Rewrite the lines of the entries below as a Markdown table with the columns No. and Line, one numbered row per line, and skip any blank lines. Leave the pictures out of the table.

>> START DATA TO PROCESS

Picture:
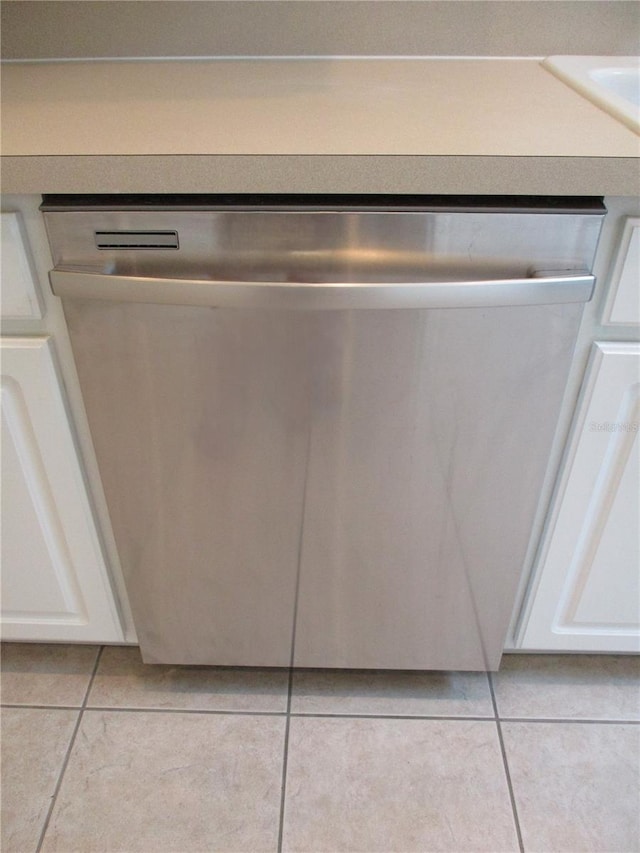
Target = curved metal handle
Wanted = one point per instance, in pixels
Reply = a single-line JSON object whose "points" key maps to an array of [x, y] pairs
{"points": [[325, 296]]}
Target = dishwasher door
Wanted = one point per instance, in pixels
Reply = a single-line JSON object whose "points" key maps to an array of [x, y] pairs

>> END DATA TO PROCESS

_OUTPUT FOR THIS TASK:_
| No. | Line |
|---|---|
| 1 | Picture: |
| 2 | Target = curved metal handle |
| 3 | Wanted = one point per instance, in pixels |
| 4 | Reply = a single-line JSON object whose "points" key maps to an array of [x, y] pairs |
| 5 | {"points": [[325, 296]]} |
| 6 | Target = dishwasher door |
| 7 | Wanted = one point per instance, in pixels |
| 8 | Reply = a single-line JSON object whose "points" key maps to an array of [x, y] pairs |